==== 原文展示
HDU 1242/ZOJ 1649 – Rescue [最短路]

Link

http://acm.hdu.edu.cn/showproblem.php?pid=1242

http://www.icpc.moe/onlinejudge/showProblem.do?problemCode=1649

Problem

Angel was caught by the MOLIGPY! He was put in prison by Moligpy. The prison is described as a N * M (N, M <= 200) matrix. There are WALLs, ROADs, and GUARDs in the prison.

Angel’s friends want to save Angel. Their task is: approach Angel. We assume that “approach Angel” is to get to the position where Angel stays. When there’s a guard in the grid, we must kill him (or her?) to move into the grid. We assume that we moving up, down, right, left takes us 1 unit time, and killing a guard takes 1 unit time, too. And we are strong enough to kill all the guards.

You have to calculate the minimal time to approach Angel. (We can move only UP, DOWN, LEFT and RIGHT, to the neighbor grid within bound, of course.)

Mean

给一个N*M的图,知道Angel(r)和他的朋友(a)的位置,Angel的朋友要拯救Angel,求从r到a的最短移动距离,如果路上经过警察则距离多1。

Analysis

这道题可以类似于dijkstra那样做,因为经过警察后入队列后的优先级是不一样的,这样可以用优先队列取出优先级最高(最短)的继续bfs,用一个数组存到各点的最短路。

注意有一点比较坑,题意说可能会有多个警察。
========
==== 数据摘录
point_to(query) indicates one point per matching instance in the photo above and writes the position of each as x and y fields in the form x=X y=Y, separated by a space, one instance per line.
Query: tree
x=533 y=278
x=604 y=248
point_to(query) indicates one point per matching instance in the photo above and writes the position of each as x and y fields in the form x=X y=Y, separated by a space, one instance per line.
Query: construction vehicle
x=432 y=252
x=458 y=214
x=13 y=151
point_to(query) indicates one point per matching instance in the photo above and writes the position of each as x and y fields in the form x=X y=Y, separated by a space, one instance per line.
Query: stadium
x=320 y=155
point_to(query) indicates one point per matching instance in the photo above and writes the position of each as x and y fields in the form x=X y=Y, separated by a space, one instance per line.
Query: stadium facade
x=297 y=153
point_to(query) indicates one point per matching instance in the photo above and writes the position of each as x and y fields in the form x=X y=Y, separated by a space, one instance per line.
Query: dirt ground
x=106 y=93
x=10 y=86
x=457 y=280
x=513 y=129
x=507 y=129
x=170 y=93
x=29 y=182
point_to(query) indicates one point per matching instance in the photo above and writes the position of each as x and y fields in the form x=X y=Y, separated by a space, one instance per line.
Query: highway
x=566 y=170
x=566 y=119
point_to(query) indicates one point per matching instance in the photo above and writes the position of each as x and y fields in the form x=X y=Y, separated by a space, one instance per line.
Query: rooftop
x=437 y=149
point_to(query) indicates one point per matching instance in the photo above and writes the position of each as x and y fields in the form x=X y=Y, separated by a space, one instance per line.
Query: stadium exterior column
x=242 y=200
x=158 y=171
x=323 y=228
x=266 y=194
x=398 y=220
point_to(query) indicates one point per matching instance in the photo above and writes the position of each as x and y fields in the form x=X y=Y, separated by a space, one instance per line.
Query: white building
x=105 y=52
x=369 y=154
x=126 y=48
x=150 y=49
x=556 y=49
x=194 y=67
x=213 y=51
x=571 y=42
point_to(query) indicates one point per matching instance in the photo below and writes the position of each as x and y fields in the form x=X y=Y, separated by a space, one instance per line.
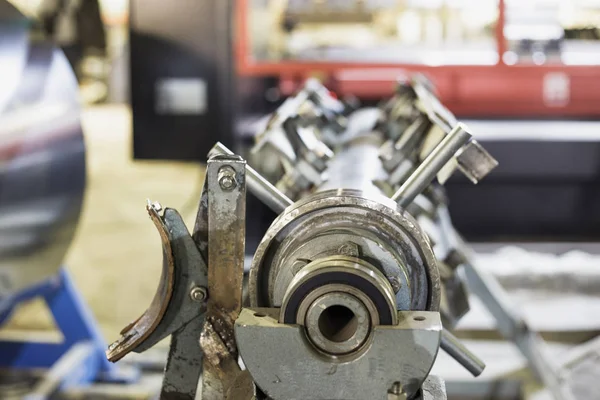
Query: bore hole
x=338 y=323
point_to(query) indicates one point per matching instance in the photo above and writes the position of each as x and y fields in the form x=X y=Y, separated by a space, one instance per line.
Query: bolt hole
x=338 y=323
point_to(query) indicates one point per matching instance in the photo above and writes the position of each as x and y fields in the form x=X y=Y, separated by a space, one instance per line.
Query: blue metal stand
x=79 y=359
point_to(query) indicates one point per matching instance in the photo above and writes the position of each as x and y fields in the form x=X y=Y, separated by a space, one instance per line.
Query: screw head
x=349 y=249
x=226 y=178
x=198 y=294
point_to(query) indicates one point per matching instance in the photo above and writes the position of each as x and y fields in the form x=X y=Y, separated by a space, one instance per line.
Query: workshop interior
x=300 y=199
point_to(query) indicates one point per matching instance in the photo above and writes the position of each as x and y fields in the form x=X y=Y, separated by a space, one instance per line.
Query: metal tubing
x=259 y=186
x=428 y=169
x=451 y=345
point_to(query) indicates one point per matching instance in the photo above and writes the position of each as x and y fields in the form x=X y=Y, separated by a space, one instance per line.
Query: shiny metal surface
x=42 y=156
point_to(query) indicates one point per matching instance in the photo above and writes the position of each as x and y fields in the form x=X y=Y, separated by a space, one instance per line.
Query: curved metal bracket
x=172 y=306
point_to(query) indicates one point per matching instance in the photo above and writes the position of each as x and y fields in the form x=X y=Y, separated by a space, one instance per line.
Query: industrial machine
x=355 y=285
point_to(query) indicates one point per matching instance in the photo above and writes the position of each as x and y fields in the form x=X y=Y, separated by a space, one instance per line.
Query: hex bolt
x=349 y=249
x=396 y=285
x=397 y=391
x=199 y=294
x=226 y=178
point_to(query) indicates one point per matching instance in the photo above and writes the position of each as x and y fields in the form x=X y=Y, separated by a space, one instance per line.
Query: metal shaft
x=428 y=169
x=259 y=186
x=451 y=345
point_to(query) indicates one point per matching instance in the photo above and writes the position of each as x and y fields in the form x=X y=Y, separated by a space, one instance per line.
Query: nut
x=349 y=249
x=199 y=294
x=226 y=178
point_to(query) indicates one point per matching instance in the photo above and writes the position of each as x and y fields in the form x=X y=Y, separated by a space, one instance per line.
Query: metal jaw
x=194 y=303
x=285 y=367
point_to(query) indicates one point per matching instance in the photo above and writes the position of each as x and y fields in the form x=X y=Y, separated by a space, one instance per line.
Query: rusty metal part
x=136 y=332
x=175 y=309
x=225 y=219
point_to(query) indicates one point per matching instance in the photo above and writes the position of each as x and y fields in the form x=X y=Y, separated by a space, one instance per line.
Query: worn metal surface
x=426 y=172
x=259 y=186
x=475 y=162
x=175 y=310
x=322 y=223
x=434 y=388
x=404 y=352
x=226 y=239
x=339 y=274
x=42 y=156
x=452 y=345
x=136 y=332
x=509 y=321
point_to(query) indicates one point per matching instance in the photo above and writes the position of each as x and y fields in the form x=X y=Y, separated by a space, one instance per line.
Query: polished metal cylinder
x=356 y=166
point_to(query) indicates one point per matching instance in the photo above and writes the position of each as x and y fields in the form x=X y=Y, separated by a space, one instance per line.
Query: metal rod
x=259 y=186
x=452 y=345
x=428 y=169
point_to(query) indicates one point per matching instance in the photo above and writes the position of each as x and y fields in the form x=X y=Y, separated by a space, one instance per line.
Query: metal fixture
x=349 y=276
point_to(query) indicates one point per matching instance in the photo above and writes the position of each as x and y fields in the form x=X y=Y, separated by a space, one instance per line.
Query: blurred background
x=133 y=94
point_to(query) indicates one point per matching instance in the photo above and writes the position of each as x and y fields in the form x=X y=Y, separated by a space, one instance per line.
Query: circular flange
x=317 y=226
x=343 y=274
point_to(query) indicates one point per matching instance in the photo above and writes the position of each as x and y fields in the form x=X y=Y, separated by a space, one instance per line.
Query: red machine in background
x=527 y=66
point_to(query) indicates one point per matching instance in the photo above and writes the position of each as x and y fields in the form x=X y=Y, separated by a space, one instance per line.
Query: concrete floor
x=115 y=258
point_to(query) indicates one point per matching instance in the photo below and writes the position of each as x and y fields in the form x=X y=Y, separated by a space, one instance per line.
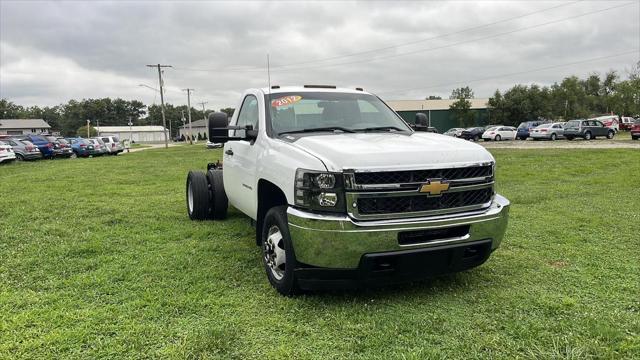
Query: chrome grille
x=395 y=194
x=405 y=204
x=411 y=176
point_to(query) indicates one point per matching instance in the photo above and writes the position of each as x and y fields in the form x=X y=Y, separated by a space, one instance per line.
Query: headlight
x=320 y=191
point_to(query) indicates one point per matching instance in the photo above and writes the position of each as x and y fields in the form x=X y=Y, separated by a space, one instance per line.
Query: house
x=23 y=126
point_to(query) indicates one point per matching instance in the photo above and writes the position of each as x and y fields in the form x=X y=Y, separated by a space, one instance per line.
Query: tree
x=82 y=131
x=461 y=108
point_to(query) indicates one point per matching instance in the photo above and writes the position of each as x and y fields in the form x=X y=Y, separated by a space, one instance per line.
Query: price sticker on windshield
x=286 y=100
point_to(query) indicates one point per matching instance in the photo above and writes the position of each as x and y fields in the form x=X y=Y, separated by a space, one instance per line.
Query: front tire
x=197 y=189
x=277 y=252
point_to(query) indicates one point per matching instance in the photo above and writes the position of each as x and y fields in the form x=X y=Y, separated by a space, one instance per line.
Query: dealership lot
x=116 y=269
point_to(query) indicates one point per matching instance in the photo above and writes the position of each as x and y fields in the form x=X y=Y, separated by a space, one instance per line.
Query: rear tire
x=197 y=190
x=277 y=252
x=219 y=201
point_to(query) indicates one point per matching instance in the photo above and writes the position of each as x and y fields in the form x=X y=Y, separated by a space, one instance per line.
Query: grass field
x=98 y=259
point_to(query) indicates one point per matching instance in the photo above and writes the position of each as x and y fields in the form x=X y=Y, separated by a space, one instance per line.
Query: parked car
x=60 y=149
x=635 y=130
x=610 y=121
x=586 y=129
x=45 y=146
x=524 y=128
x=23 y=149
x=499 y=132
x=455 y=132
x=98 y=145
x=113 y=144
x=211 y=145
x=82 y=147
x=547 y=131
x=626 y=122
x=474 y=133
x=6 y=153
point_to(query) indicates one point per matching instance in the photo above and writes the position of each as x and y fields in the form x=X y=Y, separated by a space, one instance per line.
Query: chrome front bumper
x=340 y=242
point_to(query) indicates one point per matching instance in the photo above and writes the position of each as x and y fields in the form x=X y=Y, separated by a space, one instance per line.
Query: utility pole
x=189 y=112
x=204 y=116
x=164 y=120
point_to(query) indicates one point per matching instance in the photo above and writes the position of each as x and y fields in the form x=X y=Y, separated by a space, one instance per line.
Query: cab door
x=240 y=159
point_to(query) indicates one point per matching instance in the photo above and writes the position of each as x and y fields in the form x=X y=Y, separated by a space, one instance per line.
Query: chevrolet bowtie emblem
x=434 y=187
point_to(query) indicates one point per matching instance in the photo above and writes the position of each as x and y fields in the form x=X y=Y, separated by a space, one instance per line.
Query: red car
x=635 y=130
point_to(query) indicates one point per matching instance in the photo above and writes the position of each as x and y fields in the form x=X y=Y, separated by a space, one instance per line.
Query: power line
x=461 y=42
x=429 y=38
x=511 y=74
x=280 y=68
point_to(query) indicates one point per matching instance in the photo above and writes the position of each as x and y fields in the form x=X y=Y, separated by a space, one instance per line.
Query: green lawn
x=98 y=259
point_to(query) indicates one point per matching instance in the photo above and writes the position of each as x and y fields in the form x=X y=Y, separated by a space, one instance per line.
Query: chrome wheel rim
x=274 y=253
x=190 y=198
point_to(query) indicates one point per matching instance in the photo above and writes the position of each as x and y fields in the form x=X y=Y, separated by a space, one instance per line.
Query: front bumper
x=339 y=242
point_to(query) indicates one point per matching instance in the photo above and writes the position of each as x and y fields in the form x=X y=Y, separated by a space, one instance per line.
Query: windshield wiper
x=328 y=128
x=380 y=128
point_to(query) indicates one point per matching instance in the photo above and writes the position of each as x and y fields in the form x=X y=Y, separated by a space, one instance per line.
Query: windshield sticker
x=287 y=100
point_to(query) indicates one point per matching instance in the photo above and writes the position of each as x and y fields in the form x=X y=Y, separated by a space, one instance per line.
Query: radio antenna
x=268 y=74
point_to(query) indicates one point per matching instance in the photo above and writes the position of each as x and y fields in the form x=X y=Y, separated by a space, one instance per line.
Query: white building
x=139 y=134
x=23 y=126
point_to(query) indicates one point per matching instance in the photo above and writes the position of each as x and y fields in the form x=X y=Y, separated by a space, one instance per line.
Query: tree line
x=572 y=98
x=71 y=118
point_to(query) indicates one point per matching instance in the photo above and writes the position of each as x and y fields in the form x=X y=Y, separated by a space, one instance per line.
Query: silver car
x=547 y=131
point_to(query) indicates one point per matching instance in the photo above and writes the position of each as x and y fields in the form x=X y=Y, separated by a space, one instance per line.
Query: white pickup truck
x=343 y=192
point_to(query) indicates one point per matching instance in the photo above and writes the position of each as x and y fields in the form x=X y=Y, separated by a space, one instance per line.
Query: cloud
x=51 y=52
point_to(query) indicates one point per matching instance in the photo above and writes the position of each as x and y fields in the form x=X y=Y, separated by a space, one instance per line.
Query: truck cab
x=343 y=192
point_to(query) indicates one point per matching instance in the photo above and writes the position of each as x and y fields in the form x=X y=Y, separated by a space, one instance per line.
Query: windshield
x=347 y=112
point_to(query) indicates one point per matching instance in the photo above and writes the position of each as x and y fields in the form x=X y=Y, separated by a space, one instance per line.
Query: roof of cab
x=310 y=88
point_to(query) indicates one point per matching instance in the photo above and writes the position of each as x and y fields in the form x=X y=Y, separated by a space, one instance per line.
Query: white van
x=113 y=144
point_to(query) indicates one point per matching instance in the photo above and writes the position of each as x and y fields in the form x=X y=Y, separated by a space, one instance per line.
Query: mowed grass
x=98 y=259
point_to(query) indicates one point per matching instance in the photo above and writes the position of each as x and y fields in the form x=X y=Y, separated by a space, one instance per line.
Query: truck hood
x=388 y=151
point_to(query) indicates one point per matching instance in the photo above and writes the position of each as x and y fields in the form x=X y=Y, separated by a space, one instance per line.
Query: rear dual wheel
x=205 y=195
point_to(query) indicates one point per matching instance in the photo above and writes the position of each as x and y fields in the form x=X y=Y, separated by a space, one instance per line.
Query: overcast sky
x=51 y=52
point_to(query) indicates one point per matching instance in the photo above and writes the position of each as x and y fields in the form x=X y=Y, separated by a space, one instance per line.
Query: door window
x=248 y=112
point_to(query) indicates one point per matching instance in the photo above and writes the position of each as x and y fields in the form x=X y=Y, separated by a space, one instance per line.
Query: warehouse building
x=438 y=111
x=138 y=134
x=23 y=126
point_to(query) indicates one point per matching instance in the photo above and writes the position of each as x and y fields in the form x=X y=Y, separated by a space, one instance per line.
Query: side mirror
x=218 y=132
x=421 y=122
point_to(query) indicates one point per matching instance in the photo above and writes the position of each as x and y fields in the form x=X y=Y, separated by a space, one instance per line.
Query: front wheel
x=197 y=190
x=277 y=251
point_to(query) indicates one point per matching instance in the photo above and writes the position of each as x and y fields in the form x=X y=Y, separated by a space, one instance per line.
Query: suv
========
练习任务:
a – 根据这篇题解，杀死一个守卫需要多少时间？
b – 请从这篇题解中摘录一段原文，从“Angel’s friends want”开始，到“all the guards.”为止（包括这部分文字）。

参考答案:
a – 1个单位时间。

b –
Angel’s friends want to save Angel. Their task is: approach Angel. We assume that “approach Angel” is to get to the position where Angel stays. When there’s a guard in the grid, we must kill him (or her?) to move into the grid. We assume that we moving up, down, right, left takes us 1 unit time, and killing a guard takes 1 unit time, too. And we are strong enough to kill all the guards.